Top of Passage to read

All these began to tell on Gandhi's health. He was laid low with malaria. He had also contracted amoebiasis. As reports of his health came to be known, and his condition deteriorated, there were increasing and insistent demands for his release, from India and outside. The fortunes of the war had turned in favour of the Allies. The Government was no longer in a state of panic. They decided to release Gandhi.
On his release streams of visitors began to converge at Gandhi's residence. He found that he was too weak even to talk. He had to conserve his energy by observing silence. But he rallied soon, and began to pick up the threads of his preoccupations.
The members of the Working Committee were still in prison. So were most others who had been detained. A way had to be found to lead the country out of the deadlock. He wrote to the Viceroy and the Prime Minister Churchill offering his services "for the sake of your people and mine, and through them those of the world". He met with a rebuff.
He saw that political progress was being blocked by the persisting differences with Jinnah and the Muslim League. He decided to try to reassure Jinnah and narrow down differences. He sought a meeting with Jinnah. Gandhi and Jinnah parleyed at Jinnah's residence at Mount Pleasant Road in Bombay for nearly two weeks. But the ice could not be broken. Jinnah refused to relent or even specify his demands. In 1940 the Muslim League had met at Lahore and passed a resolution demanding the partition of the country and the creation of a new State (to be called Pakistan) consisting of the areas in which Muslims were in a majority.
Jinnah was not willing to concede the right that he demanded for the Muslim minority in India to the non-Muslim minority in the areas that he claimed as part of the projected Pakistan. The talks broke down.

Bottom of Passage to read
Top of Record excerpts

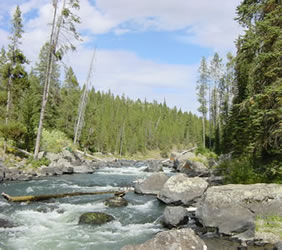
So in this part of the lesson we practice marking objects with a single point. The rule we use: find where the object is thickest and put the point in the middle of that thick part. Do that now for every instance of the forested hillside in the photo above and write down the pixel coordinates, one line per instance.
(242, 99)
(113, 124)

Bottom of Record excerpts
Top of Record excerpts

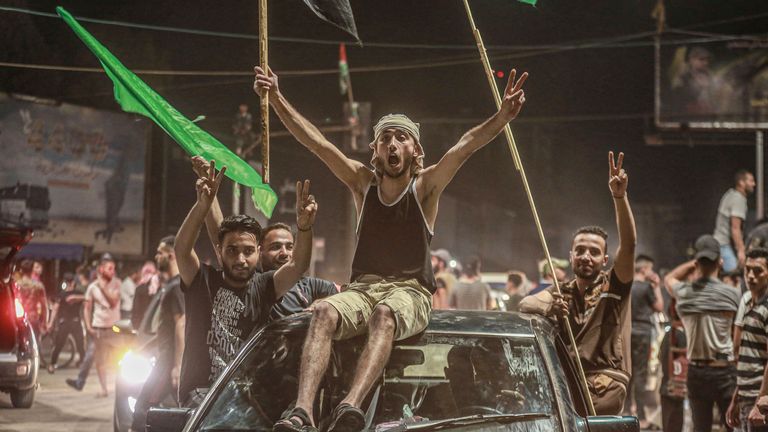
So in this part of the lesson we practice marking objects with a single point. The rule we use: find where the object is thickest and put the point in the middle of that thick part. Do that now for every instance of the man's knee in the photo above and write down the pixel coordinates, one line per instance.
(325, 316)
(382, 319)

Bottom of Record excerpts
Top of Record excerpts

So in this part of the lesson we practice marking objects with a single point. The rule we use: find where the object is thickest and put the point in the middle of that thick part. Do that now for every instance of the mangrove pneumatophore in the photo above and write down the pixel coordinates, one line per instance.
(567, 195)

Bottom of Record excerpts

Brief A
According to the Gandhi passage, where did Gandhi and Jinnah hold their talks?
Brief B
Reproduce the Gandhi passage from "The members of" to "with a rebuff.".
The listing stands apart from the Gandhi passage as separate material.

Exercise result A
They met at Jinnah's residence at Mount Pleasant Road in Bombay.

Exercise result B
The members of the Working Committee were still in prison. So were most others who had been detained. A way had to be found to lead the country out of the deadlock. He wrote to the Viceroy and the Prime Minister Churchill offering his services "for the sake of your people and mine, and through them those of the world". He met with a rebuff.